Could you reproduce all of the records below word for word, leaving out the pictures?

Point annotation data
• • •
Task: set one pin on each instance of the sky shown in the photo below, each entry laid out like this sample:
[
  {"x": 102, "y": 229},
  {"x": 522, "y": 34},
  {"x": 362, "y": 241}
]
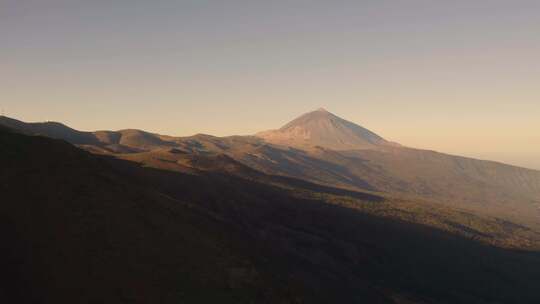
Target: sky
[{"x": 461, "y": 77}]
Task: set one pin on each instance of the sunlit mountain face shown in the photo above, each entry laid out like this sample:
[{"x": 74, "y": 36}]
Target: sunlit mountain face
[{"x": 318, "y": 211}]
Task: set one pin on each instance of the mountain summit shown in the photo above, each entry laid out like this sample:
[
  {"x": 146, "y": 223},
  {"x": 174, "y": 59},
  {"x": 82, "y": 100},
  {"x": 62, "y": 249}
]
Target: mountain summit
[{"x": 322, "y": 128}]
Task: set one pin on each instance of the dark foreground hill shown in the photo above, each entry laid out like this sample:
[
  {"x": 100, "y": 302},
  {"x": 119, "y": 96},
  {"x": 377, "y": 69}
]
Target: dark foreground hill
[
  {"x": 79, "y": 228},
  {"x": 322, "y": 148}
]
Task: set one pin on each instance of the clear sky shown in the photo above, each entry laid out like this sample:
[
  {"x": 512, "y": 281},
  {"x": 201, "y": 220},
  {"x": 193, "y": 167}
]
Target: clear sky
[{"x": 458, "y": 76}]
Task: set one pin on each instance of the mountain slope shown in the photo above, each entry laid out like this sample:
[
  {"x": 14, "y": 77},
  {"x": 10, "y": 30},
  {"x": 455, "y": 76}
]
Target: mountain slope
[
  {"x": 484, "y": 187},
  {"x": 96, "y": 229},
  {"x": 324, "y": 129}
]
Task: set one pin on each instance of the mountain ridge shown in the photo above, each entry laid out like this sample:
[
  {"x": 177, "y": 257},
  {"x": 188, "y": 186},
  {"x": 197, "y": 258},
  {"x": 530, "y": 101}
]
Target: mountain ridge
[{"x": 324, "y": 129}]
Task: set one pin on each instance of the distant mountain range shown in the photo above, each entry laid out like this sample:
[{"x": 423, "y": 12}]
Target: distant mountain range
[
  {"x": 147, "y": 218},
  {"x": 322, "y": 148}
]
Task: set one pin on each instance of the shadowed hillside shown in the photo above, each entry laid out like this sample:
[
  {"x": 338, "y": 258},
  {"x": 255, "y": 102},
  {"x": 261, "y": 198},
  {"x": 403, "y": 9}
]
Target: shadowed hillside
[
  {"x": 87, "y": 229},
  {"x": 363, "y": 161}
]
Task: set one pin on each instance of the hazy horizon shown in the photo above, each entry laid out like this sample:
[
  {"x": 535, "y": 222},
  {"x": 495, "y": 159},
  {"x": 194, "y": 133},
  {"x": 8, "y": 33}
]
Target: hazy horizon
[{"x": 459, "y": 77}]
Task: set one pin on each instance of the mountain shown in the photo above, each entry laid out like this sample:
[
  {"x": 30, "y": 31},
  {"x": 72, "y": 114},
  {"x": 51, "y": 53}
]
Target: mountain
[
  {"x": 171, "y": 226},
  {"x": 324, "y": 129},
  {"x": 484, "y": 187}
]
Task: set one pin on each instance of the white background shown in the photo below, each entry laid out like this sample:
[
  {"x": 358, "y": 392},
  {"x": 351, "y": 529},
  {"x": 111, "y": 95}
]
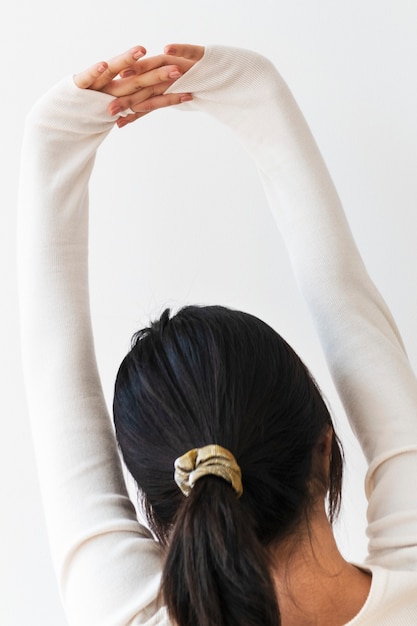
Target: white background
[{"x": 178, "y": 214}]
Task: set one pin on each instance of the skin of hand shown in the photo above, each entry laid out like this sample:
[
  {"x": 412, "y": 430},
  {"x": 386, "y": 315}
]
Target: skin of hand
[{"x": 139, "y": 84}]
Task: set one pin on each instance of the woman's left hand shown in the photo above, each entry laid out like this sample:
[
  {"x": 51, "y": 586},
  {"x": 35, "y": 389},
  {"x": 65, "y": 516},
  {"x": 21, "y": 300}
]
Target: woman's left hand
[{"x": 138, "y": 84}]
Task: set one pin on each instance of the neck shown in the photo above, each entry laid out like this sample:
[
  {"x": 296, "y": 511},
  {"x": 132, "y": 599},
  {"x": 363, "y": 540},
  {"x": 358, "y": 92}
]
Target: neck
[{"x": 314, "y": 583}]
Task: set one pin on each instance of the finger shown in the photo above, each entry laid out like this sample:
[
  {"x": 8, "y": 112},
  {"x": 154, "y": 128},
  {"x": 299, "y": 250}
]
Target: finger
[
  {"x": 117, "y": 64},
  {"x": 134, "y": 100},
  {"x": 131, "y": 84},
  {"x": 85, "y": 79},
  {"x": 151, "y": 63},
  {"x": 162, "y": 101},
  {"x": 154, "y": 103},
  {"x": 188, "y": 51},
  {"x": 123, "y": 121}
]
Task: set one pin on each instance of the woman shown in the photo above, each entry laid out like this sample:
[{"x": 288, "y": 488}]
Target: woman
[{"x": 219, "y": 422}]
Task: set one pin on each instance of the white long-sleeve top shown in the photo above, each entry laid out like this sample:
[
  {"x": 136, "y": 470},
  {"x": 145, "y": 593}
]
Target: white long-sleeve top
[{"x": 108, "y": 565}]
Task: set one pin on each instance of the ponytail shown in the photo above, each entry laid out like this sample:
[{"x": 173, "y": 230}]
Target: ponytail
[
  {"x": 216, "y": 571},
  {"x": 210, "y": 375}
]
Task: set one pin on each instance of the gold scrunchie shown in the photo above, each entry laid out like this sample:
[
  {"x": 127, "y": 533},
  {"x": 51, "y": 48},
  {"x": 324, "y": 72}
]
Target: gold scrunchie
[{"x": 211, "y": 459}]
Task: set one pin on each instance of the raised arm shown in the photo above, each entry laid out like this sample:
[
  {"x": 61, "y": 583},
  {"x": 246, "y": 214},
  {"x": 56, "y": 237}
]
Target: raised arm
[
  {"x": 108, "y": 566},
  {"x": 364, "y": 351}
]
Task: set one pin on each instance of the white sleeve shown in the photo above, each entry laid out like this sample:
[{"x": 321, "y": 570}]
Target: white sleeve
[
  {"x": 361, "y": 342},
  {"x": 108, "y": 566}
]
• • •
[EXERCISE SOLUTION]
Task: set one pin on each instance of the sky shown in the photo below, each entry laid out like this sample:
[
  {"x": 102, "y": 229},
  {"x": 522, "y": 34},
  {"x": 362, "y": 241}
]
Target: sky
[{"x": 461, "y": 77}]
Task: set one pin on each instance of the sunlit mountain face shown in the photo above, each entry laid out like this sample:
[{"x": 74, "y": 36}]
Target: sunlit mountain face
[{"x": 318, "y": 211}]
Task: set one pin on each instance of the mountain summit shown in the photo above, each entry laid out like this sample:
[
  {"x": 146, "y": 223},
  {"x": 174, "y": 59},
  {"x": 82, "y": 100},
  {"x": 62, "y": 249}
]
Target: mountain summit
[{"x": 322, "y": 128}]
Task: set one pin on each instance of the dark foreground hill shown in the photo above, each entry laid out like this sample:
[
  {"x": 100, "y": 302},
  {"x": 119, "y": 96},
  {"x": 377, "y": 69}
]
Target: dark foreground hill
[
  {"x": 79, "y": 228},
  {"x": 322, "y": 148}
]
Task: set one pin on each instance of the clear sky shown in the photo above, each entry laid out like this sample:
[
  {"x": 512, "y": 281},
  {"x": 201, "y": 220},
  {"x": 193, "y": 167}
]
Target: clear sky
[{"x": 458, "y": 76}]
Task: set one pin on each instance of the mountain slope shown in the photo above, each entry laid out like this sample:
[
  {"x": 14, "y": 77},
  {"x": 10, "y": 30},
  {"x": 455, "y": 76}
]
Target: mountain slope
[
  {"x": 484, "y": 187},
  {"x": 96, "y": 229},
  {"x": 324, "y": 129}
]
Task: set one pin on each instance of the mountain ridge shown in the photo above, each entry laid out like this sample:
[
  {"x": 177, "y": 257},
  {"x": 188, "y": 186},
  {"x": 197, "y": 258},
  {"x": 530, "y": 101}
]
Target: mountain ridge
[{"x": 324, "y": 129}]
Task: set one pin on each instance of the distant mountain range shown in the photo above, each entry laid out like this sample:
[{"x": 423, "y": 12}]
Target: distant mountain range
[
  {"x": 147, "y": 218},
  {"x": 322, "y": 148}
]
Task: set one pin on each instance of the shadowed hillside shown in the photo above, each entry laid out like this sample:
[
  {"x": 338, "y": 258},
  {"x": 255, "y": 102},
  {"x": 261, "y": 198},
  {"x": 403, "y": 9}
]
Target: shadowed hillside
[
  {"x": 87, "y": 229},
  {"x": 363, "y": 161}
]
Task: set one pin on each instance of the hazy horizon shown in the photo above, each entry laid out like this sample:
[
  {"x": 535, "y": 222},
  {"x": 495, "y": 159},
  {"x": 194, "y": 133},
  {"x": 8, "y": 33}
]
Target: hazy horizon
[{"x": 459, "y": 77}]
Task: set one pin on each instance of the mountain shown in the photo above, each entry laid out like this sample:
[
  {"x": 30, "y": 31},
  {"x": 72, "y": 114},
  {"x": 51, "y": 53}
]
Target: mountain
[
  {"x": 171, "y": 226},
  {"x": 324, "y": 129},
  {"x": 484, "y": 187}
]
Task: set one pin on each instance of the white background shown in the photo below, each entry laid out like this sample:
[
  {"x": 358, "y": 392},
  {"x": 351, "y": 529},
  {"x": 111, "y": 95}
]
Target: white background
[{"x": 178, "y": 214}]
Task: set one pin on each instance of the skin of hand shown in the photo above, each entry laid out like this sample:
[
  {"x": 412, "y": 430},
  {"x": 386, "y": 315}
]
Target: skin of hand
[{"x": 139, "y": 84}]
Task: set one pin on each instance of the woman's left hand shown in the photo above, each entry laid out like this sample:
[
  {"x": 51, "y": 586},
  {"x": 35, "y": 389},
  {"x": 65, "y": 516},
  {"x": 21, "y": 300}
]
Target: woman's left hand
[{"x": 138, "y": 84}]
Task: set one pin on each instance of the neck shown in the photo above, each entry laid out like this sample:
[
  {"x": 296, "y": 511},
  {"x": 132, "y": 599},
  {"x": 363, "y": 540},
  {"x": 358, "y": 92}
]
Target: neck
[{"x": 314, "y": 583}]
Task: set one pin on each instance of the finger shown in the photo above, each entry laid out like this sample:
[
  {"x": 8, "y": 112},
  {"x": 154, "y": 128},
  {"x": 299, "y": 250}
]
Target: finger
[
  {"x": 117, "y": 64},
  {"x": 134, "y": 100},
  {"x": 131, "y": 84},
  {"x": 85, "y": 79},
  {"x": 151, "y": 63},
  {"x": 162, "y": 101},
  {"x": 154, "y": 103},
  {"x": 188, "y": 51},
  {"x": 123, "y": 121}
]
Task: set one pin on each instance of the woman shown in the photo above, each entry laid out like this sample:
[{"x": 288, "y": 488}]
Target: woman
[{"x": 219, "y": 422}]
Task: set one pin on each instance of the white long-sleeve top shown in the photo above, each entry laid out like this sample:
[
  {"x": 136, "y": 470},
  {"x": 145, "y": 593}
]
Target: white long-sleeve top
[{"x": 108, "y": 565}]
Task: set one pin on each instance of the ponytail shown in the photo above, each entry laid out like this sample:
[{"x": 173, "y": 230}]
Target: ponytail
[
  {"x": 216, "y": 571},
  {"x": 210, "y": 375}
]
Task: set one pin on each instance of the gold scrunchie shown in the photo above, each entry laid out like this sample:
[
  {"x": 127, "y": 533},
  {"x": 51, "y": 48},
  {"x": 324, "y": 72}
]
Target: gold scrunchie
[{"x": 211, "y": 459}]
Task: set one pin on each instance of the raised arm shown in the photo above, each entry laid out like this sample:
[
  {"x": 61, "y": 583},
  {"x": 246, "y": 214},
  {"x": 56, "y": 237}
]
Target: raised arm
[
  {"x": 108, "y": 566},
  {"x": 364, "y": 351}
]
Task: set one pin on each instance of the white sleeve shown in the photo above, each entry laid out like this sample:
[{"x": 321, "y": 570}]
Target: white sleeve
[
  {"x": 361, "y": 342},
  {"x": 108, "y": 566}
]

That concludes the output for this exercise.